[Start Document extract]

From Spuyten Duyvil to Fette Sau to St. Anselm to Semilla, Joe Carroll has a knack for matching concepts and spaces. Recently, Iris7 sat down with Carroll to glean some insights and find out what bold new idea he’s cooking up.
HM: How did you get into the food and beverage business?
JC: I was working for a music trade magazine and in early 2000 the writing was on the wall. I thought, ‘Man, I better figure something else out here.’ I was really worried about sitting in a cubicle somewhere.
I had gotten interested in craft beer in the 90s. But all the bars serving it were dive bars, sports bars or fratty bars. They had lots of beer, but no particular focus on quality. I felt like two things needed to happen for beer to progress forward: 1. Beer had to be served in a better environment. 2. It had to make the jump to fine dining. You couldn’t just say because it's not Budweiser or Coors its craft beer.
My wife, who I was dating at the time, decided to use some savings and we put $80,000 on credit cards and opened Spuyten Duyvil on Metropolitan Avenue in the Williamsburg. All in it cost $160,000. I thought in the worst case the place would do ok and I would slowly make the money back. But the bar took off.
HM: What made you think Williamsburg was the right place for your concept?
JC: When we saw the space, we really loved it. The location was also good, sandwiched between two subway stops on a main thoroughfare. And it was inexpensive, relatively. So we went for it. We opened in September ’03, a time in this neighborhood when the best beer you could get was a $2 can of Pabst Blue Ribbon. By '05 the condo boom had started.
HM: What came next?
JC: When we opened Spuyten Duyvil our goal was to pay our bills, live our life, and not have a boss. That was it. We worked behind the bar for the first year. Then we kept pulling back. I thought, ‘This is cool. I don't have to work.’ It was awesome but it gets a little boring. I wanted to be creative.
I had wanted to do bar-b-que for a while – something else I had gotten into in college in the 90s – but it was a matter of finding the right space for the right idea and marrying them together. Then a friend told me that the garage space across from the bar was open. When I saw this garage, I was like, ‘Wow this is a great space for it.’ When we told the landlords we were going to do bar-b-que they were like, ‘What?’ The night we opened Fette Sau, we were out of everything by 9. The numbers are still insane for a 1,200 sq. foot restaurant.

[End Document extract]
[Start Given records]

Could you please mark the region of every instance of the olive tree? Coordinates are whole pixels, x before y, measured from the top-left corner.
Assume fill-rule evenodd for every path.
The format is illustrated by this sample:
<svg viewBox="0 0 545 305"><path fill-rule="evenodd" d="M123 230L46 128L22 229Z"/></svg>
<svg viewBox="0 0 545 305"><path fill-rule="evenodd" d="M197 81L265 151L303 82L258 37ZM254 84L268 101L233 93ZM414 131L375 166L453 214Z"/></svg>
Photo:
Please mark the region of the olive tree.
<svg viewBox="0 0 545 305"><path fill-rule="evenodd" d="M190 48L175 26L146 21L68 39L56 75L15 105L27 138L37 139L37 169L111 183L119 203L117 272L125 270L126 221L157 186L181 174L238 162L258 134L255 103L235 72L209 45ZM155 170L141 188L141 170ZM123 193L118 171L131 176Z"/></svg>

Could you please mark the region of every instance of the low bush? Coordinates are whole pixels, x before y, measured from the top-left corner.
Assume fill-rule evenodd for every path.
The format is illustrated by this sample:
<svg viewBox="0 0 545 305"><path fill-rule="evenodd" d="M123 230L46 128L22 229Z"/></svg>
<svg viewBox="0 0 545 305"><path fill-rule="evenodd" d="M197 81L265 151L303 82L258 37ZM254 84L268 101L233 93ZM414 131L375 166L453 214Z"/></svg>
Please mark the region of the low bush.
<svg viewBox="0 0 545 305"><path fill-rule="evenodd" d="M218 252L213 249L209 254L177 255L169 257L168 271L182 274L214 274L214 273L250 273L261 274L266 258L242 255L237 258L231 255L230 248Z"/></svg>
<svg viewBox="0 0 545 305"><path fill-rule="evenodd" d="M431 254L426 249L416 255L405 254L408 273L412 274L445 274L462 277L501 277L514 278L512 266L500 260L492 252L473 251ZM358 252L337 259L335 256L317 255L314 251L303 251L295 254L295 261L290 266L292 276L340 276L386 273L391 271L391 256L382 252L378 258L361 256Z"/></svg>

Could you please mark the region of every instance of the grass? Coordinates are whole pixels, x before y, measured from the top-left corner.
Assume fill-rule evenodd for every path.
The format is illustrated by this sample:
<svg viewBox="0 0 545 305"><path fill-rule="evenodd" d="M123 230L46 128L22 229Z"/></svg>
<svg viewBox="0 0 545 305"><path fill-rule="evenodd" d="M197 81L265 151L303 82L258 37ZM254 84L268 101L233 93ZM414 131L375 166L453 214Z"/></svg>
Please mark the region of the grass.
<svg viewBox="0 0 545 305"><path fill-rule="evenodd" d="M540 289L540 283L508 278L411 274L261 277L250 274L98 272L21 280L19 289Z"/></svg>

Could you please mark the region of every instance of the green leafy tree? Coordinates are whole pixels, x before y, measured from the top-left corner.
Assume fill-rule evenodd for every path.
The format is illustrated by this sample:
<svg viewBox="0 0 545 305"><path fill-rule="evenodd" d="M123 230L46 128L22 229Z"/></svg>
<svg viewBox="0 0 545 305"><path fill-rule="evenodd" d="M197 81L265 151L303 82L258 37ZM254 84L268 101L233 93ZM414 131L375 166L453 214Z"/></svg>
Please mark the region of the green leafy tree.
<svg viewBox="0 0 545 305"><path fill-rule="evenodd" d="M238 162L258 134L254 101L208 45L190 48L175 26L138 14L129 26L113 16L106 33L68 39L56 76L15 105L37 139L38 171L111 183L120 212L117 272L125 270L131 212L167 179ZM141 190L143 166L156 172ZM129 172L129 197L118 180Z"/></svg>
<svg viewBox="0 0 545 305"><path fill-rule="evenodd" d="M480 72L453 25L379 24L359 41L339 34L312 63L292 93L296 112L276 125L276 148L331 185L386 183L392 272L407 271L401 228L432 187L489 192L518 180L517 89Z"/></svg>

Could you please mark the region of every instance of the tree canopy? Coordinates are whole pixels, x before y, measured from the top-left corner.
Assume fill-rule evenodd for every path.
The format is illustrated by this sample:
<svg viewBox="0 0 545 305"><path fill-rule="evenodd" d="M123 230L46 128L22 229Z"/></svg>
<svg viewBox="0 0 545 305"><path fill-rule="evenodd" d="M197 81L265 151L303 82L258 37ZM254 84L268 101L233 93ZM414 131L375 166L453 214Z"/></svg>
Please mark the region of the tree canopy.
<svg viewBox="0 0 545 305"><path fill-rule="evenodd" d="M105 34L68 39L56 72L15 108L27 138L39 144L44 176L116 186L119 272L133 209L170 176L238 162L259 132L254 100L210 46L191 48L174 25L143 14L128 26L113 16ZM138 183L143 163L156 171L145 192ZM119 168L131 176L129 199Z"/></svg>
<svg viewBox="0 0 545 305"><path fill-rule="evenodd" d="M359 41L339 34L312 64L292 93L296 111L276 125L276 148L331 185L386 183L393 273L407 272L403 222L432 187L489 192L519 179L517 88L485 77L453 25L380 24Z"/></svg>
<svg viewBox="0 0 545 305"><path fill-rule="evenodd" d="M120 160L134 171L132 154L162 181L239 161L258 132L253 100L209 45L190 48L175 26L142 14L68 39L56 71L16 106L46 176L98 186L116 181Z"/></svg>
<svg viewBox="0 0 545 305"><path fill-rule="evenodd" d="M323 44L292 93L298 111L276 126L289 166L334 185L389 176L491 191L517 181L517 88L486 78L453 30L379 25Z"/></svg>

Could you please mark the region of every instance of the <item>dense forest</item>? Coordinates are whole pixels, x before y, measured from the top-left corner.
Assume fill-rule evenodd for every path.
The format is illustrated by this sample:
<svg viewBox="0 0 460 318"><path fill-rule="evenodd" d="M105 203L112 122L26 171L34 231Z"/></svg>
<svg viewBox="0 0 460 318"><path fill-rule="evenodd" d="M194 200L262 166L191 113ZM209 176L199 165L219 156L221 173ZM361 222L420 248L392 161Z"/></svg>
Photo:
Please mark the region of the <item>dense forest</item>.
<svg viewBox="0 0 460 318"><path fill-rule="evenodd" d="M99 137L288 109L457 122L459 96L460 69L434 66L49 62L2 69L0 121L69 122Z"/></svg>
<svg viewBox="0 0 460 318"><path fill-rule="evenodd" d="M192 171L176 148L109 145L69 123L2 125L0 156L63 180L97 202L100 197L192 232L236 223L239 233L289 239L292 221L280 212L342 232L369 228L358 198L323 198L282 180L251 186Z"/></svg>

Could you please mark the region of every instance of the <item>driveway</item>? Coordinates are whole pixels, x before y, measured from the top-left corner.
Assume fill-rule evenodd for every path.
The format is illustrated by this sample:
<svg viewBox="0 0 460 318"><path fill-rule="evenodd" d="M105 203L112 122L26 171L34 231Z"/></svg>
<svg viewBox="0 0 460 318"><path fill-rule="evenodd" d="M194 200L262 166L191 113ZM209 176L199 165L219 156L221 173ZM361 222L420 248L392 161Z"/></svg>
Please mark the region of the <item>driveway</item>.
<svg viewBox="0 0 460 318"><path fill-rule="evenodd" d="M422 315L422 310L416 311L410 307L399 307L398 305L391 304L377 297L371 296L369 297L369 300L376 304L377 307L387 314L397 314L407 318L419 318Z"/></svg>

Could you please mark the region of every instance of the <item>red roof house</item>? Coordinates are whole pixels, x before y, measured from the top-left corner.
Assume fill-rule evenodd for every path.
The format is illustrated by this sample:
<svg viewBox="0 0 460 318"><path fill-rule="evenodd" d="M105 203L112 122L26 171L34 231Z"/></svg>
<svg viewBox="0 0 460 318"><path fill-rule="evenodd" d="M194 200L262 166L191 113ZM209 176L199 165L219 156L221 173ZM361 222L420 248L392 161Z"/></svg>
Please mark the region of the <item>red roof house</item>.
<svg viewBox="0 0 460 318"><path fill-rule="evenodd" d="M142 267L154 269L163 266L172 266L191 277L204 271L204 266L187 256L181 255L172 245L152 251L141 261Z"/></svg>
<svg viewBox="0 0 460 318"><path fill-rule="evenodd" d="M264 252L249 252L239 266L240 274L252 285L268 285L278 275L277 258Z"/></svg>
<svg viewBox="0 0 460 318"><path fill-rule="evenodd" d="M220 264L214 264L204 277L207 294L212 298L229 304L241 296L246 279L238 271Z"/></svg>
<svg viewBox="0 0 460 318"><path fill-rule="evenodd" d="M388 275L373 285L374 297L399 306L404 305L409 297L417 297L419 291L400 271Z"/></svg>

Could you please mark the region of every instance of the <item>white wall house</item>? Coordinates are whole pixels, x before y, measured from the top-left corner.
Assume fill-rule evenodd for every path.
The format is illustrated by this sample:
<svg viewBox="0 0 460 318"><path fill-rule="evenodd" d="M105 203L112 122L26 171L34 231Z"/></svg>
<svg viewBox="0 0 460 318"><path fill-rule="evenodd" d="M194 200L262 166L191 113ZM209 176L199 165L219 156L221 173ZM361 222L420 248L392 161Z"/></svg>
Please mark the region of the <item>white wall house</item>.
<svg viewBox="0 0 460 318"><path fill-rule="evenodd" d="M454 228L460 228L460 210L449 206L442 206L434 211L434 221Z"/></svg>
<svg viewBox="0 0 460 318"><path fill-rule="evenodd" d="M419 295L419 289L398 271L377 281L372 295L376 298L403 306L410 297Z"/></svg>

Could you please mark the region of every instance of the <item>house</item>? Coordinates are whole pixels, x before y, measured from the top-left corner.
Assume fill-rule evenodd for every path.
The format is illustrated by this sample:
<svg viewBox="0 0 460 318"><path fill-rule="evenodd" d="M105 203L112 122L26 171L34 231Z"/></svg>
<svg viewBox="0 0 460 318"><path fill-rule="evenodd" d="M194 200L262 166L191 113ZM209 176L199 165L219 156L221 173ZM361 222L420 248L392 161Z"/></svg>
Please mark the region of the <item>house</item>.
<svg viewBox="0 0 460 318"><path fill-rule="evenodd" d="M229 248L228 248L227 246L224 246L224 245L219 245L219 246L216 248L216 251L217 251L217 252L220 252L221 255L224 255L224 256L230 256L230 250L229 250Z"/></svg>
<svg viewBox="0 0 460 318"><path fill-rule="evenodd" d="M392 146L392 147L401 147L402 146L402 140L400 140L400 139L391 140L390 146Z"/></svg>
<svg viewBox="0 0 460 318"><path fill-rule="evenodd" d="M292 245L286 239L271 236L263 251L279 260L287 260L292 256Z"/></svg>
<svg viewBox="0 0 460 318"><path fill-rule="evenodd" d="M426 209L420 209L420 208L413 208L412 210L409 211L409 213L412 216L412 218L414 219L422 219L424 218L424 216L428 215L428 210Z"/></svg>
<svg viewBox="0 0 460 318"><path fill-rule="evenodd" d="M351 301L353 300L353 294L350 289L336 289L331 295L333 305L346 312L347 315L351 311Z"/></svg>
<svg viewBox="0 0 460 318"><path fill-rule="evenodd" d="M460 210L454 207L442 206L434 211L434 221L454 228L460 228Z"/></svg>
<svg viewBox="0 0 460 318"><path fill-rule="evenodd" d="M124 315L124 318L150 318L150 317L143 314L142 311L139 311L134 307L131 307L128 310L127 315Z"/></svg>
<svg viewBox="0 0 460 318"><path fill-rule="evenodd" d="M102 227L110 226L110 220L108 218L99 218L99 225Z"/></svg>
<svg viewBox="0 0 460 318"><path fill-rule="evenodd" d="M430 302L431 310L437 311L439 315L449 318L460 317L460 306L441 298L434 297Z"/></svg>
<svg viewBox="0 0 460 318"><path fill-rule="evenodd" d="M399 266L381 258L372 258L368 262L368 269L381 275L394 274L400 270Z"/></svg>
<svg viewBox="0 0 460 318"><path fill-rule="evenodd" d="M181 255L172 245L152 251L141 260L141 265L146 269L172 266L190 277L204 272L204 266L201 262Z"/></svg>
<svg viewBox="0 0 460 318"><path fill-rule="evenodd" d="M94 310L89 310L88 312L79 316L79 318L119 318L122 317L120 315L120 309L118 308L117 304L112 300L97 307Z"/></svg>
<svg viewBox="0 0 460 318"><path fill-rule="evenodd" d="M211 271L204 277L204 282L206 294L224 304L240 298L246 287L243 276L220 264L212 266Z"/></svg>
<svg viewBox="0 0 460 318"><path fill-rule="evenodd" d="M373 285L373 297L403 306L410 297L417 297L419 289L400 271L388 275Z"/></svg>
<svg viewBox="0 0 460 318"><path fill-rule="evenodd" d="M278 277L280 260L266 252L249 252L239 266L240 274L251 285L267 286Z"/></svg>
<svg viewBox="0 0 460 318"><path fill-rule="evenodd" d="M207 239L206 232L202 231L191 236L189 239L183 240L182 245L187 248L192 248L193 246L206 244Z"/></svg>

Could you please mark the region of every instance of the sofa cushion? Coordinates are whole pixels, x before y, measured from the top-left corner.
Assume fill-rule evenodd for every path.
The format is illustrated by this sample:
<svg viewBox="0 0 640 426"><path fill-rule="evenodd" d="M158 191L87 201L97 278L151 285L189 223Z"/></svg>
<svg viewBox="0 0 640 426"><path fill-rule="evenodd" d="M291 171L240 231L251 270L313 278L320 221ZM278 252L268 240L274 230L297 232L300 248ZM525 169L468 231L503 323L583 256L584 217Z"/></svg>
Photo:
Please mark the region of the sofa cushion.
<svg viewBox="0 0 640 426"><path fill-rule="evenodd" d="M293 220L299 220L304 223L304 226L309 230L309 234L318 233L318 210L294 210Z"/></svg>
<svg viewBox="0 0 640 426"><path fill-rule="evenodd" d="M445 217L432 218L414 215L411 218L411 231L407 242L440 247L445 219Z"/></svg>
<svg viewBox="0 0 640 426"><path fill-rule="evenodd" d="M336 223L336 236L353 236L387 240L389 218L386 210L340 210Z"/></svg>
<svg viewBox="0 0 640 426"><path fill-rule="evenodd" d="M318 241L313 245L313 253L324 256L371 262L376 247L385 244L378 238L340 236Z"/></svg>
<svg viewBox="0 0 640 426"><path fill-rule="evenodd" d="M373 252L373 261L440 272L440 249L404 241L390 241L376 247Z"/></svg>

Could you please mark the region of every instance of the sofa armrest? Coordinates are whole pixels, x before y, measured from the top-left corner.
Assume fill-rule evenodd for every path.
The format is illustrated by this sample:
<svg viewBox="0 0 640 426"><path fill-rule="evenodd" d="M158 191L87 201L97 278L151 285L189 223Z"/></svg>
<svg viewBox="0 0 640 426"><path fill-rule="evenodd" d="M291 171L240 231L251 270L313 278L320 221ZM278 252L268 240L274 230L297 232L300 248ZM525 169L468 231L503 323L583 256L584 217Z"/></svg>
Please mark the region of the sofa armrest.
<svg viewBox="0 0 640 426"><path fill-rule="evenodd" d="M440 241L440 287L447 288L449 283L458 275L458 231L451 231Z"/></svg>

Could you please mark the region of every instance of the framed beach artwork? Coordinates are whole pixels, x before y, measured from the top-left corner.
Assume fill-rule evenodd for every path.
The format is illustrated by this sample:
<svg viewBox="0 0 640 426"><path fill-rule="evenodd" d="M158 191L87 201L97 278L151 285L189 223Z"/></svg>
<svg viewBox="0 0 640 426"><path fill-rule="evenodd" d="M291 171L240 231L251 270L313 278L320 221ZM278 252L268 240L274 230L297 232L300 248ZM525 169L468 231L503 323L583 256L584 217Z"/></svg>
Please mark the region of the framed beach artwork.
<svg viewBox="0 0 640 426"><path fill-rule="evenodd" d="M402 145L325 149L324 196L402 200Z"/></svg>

[End Given records]

Request:
Using the interview, explain in one to three sentences why Carroll and his wife chose the Williamsburg space for Spuyten Duyvil.

The result:
They loved the space when they saw it. Its location was also good, on a main thoroughfare between two subway stops, and it was relatively inexpensive.